For every entry that follows, return the words exactly and omit any picture.

**** Task material

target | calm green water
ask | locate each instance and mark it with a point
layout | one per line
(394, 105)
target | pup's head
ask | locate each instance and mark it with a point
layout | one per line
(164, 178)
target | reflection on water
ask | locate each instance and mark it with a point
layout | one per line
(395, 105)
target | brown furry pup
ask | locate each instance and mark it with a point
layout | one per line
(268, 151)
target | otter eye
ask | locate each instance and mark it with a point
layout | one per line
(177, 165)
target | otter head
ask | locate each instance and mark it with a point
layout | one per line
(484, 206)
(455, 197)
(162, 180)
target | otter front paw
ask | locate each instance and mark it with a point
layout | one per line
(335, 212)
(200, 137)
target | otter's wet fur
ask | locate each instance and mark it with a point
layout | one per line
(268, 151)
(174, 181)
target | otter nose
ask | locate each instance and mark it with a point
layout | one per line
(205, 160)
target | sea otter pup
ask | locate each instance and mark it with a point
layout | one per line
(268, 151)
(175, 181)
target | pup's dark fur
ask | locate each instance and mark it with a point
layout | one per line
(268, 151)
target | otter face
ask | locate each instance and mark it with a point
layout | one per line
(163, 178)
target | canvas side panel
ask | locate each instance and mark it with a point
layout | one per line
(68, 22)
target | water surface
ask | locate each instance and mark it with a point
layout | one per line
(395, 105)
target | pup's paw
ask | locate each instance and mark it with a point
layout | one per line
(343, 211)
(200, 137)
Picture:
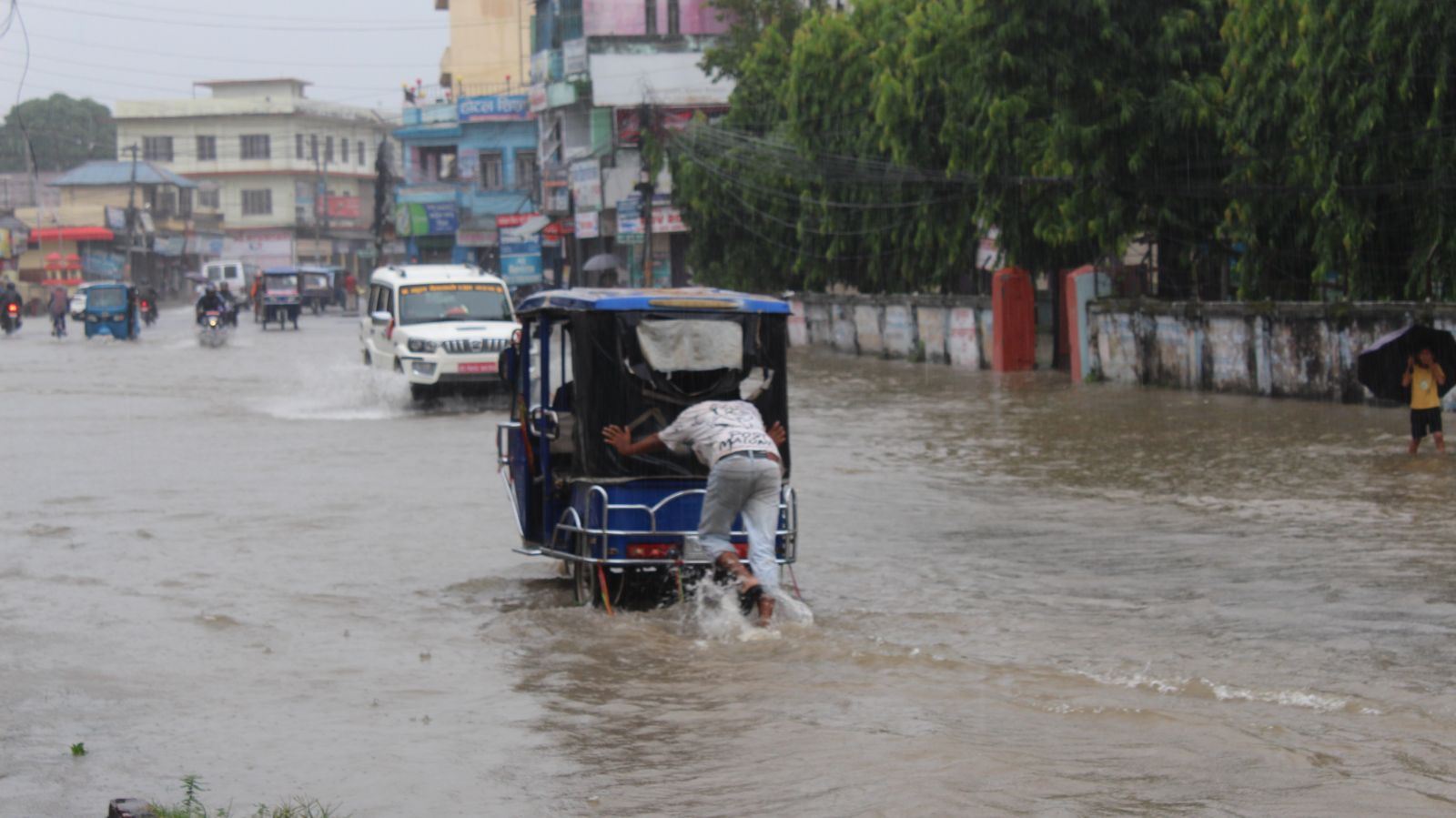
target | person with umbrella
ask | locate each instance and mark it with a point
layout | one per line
(1424, 378)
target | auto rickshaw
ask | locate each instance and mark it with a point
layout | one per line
(278, 296)
(111, 308)
(628, 527)
(317, 284)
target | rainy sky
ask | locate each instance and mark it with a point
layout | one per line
(354, 51)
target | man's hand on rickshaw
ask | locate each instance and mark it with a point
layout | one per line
(618, 439)
(778, 434)
(621, 439)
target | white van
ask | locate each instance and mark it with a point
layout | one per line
(437, 325)
(229, 272)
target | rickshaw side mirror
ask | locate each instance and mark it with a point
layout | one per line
(506, 364)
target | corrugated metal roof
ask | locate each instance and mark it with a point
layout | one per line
(108, 174)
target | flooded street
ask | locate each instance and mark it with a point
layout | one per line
(261, 565)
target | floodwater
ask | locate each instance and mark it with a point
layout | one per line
(262, 567)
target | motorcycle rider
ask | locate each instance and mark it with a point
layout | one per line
(12, 296)
(230, 310)
(58, 306)
(210, 300)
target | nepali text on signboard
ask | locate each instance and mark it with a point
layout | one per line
(589, 225)
(586, 184)
(521, 259)
(497, 108)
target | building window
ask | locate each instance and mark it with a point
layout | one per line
(526, 170)
(157, 148)
(491, 167)
(255, 146)
(257, 203)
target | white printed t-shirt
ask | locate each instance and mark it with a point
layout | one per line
(715, 429)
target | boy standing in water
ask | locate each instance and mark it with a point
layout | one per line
(1423, 376)
(743, 478)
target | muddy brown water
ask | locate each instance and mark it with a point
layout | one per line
(262, 567)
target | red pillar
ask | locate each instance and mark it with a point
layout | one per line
(1014, 320)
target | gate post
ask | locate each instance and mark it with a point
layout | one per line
(1014, 320)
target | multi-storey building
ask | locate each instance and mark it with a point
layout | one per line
(490, 45)
(293, 177)
(120, 220)
(604, 72)
(468, 167)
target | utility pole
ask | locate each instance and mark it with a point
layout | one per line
(320, 207)
(131, 213)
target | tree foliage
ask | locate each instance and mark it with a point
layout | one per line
(1341, 137)
(65, 133)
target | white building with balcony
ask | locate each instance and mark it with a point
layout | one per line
(293, 177)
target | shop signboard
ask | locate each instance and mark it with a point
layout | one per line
(344, 207)
(497, 108)
(574, 57)
(477, 237)
(262, 247)
(430, 218)
(521, 259)
(589, 225)
(104, 264)
(586, 184)
(630, 221)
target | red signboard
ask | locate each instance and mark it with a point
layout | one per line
(344, 207)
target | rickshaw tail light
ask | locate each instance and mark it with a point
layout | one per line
(650, 550)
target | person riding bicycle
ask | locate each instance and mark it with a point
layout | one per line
(58, 306)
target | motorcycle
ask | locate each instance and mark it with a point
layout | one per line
(11, 319)
(211, 329)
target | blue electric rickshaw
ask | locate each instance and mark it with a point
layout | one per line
(111, 308)
(586, 359)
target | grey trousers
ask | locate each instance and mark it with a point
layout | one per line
(749, 487)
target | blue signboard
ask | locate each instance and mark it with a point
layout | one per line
(521, 259)
(500, 108)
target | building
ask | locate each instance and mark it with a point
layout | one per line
(120, 220)
(468, 167)
(604, 73)
(490, 45)
(293, 177)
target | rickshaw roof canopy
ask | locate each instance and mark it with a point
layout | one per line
(703, 298)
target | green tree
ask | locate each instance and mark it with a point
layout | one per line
(63, 133)
(1341, 133)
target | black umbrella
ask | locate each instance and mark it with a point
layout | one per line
(1382, 364)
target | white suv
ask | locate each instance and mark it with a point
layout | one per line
(437, 325)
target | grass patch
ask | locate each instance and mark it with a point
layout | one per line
(193, 807)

********

Solution to the problem:
target | calm green water
ask | locate each instance and mark it with a point
layout | one per line
(394, 105)
target | pup's head
ask | locate each instance and mark it with a point
layout | one per line
(164, 178)
target | reflection on water
ask | locate each instance and mark it with a point
layout | one per line
(395, 105)
target | brown furry pup
ask | locate each instance and mark it with a point
layout | one per line
(268, 151)
target | otter eye
ask | locate each instance and mark it with a point
layout | one per line
(177, 165)
target | otter head
ask | locate each instance and mark it with a point
layout | one per line
(484, 206)
(455, 197)
(162, 180)
target | otter front paw
ask | locate each instance and mark it with a point
layout | one per line
(335, 212)
(200, 137)
target | otter's wet fur
ask | locate each instance and mark it with a point
layout | one per line
(268, 151)
(174, 181)
target | otter nose
ask | locate each instance and mark it with a point
layout | one per line
(205, 160)
target | sea otter pup
ask | locate each instance and mark it with a point
layout | one per line
(268, 151)
(175, 181)
target | pup's dark fur
ask | locate each instance and mark it with a point
layout | one per line
(268, 151)
target | otter face
ask | locate each instance and mark it with a point
layout | one per line
(163, 178)
target | canvas side panel
ask | locate each instance and mark it with a point
layout | one per line
(68, 22)
target | water surface
ask | locate each instance and mark it with a point
layout | one per line
(395, 105)
target | pup's paw
ask | locate each instance and mark it with a point
layout | one per line
(343, 211)
(200, 137)
Picture:
target | person with umbrella
ask | locate each instance and mark it with a point
layout | one per line
(1424, 378)
target | auto rickshaw
ask | locate each instance and mark it with a point
layout | one per line
(278, 296)
(111, 308)
(628, 527)
(317, 284)
target | rainy sky
ask | locate each instance and mark it with a point
layout | one per line
(354, 51)
target | man's hand on rickshaw
ask | locate each instance and mark it with a point
layout | one per line
(618, 439)
(778, 434)
(621, 439)
target | white van
ask | locate each instance and mark it with a point
layout | one per line
(437, 325)
(229, 272)
target | rickshaw side mirror
ask | locate each instance and mark it with a point
layout | one per line
(506, 364)
target | corrugated metal roof
ask | locate each instance and mark it with a point
layout | one per line
(108, 174)
target | flooded street
ask | locate each instance and mark it with a point
layout | one per line
(261, 565)
target | floodwater
ask | locate each instance and mark it with a point
layout | one per line
(262, 567)
target | motorcycle rider
ask | locate each instance and mark it with a point
layout | one per line
(12, 296)
(230, 310)
(58, 306)
(210, 300)
target | nepali text on signboard
ask | locate each instance and mark it with a point
layout | one per line
(589, 225)
(586, 184)
(521, 259)
(497, 108)
target | building window
ask | locate each instance and mark it with a point
layout | one per line
(526, 170)
(157, 148)
(491, 167)
(255, 146)
(257, 203)
target | white printed t-shirt
ask | locate each instance and mark it with a point
layout | one per line
(715, 429)
target | boy standing in water
ask | locate each instance and mark it with a point
layout | one per line
(1423, 376)
(743, 478)
target | muddy brown water
ask | locate each instance and mark it with a point
layout | one per line
(262, 567)
target | red pillar
ask | locate each instance and mark it with a point
layout | one per line
(1014, 320)
target | gate post
ask | locate each instance and mark it with a point
layout | one per line
(1014, 320)
target | multi-storey building
ask | locate each instance and mark it with a point
layout | one per line
(490, 45)
(293, 177)
(120, 220)
(604, 72)
(468, 167)
target | utility pole
ask | locate each instance and mark it with a point
layout | one per line
(320, 207)
(131, 213)
target | tree foliage
ask | locate each instance and mark it with a point
layout | one per line
(1341, 137)
(65, 133)
target | white building with balcony
ask | locate each instance and mark it with a point
layout | one per line
(293, 177)
target | shop signboard
ask | locate each instance and mark it with a point
layout | one per line
(344, 207)
(497, 108)
(574, 57)
(477, 237)
(262, 247)
(430, 218)
(521, 259)
(589, 225)
(104, 264)
(586, 184)
(630, 221)
target | red signboard
ask | locate each instance and mark it with a point
layout | one per line
(344, 207)
target | rickshaw tail light
ask | locate each instance and mark it with a point
layout | one per line
(650, 550)
target | person riding bicycle
ask | locate each instance and mark it with a point
layout | one per line
(58, 306)
target | motorcycle
ask | locate each instance and mark it with a point
layout | one per line
(11, 319)
(211, 329)
target | blue electric rickshaw
ask | locate each instance and mark it with a point
layout | one per line
(111, 308)
(586, 359)
target | grey trousers
ask | locate each instance and mark it with a point
layout | one per line
(749, 487)
target | blue signboard
ask | locate each instance and mark it with a point
layout | one per line
(521, 259)
(500, 108)
target | building
ask | locate each instance and mark it with a point
layout | one per line
(120, 220)
(468, 167)
(604, 73)
(490, 45)
(293, 177)
target | rickshaw roof canopy
ask | locate each instance and mark it with a point
layout | one per line
(703, 298)
target | green tree
ask | locate each instance and mark it with a point
layout | one per line
(63, 133)
(1341, 133)
target | black umbrella
ask | locate each instance and mark it with a point
layout | one per line
(1382, 364)
target | white suv
ask | locate each instance and mark it with a point
layout | one per line
(437, 325)
target | grass patch
ask | locate each instance and mark it with a point
layout | one per line
(193, 807)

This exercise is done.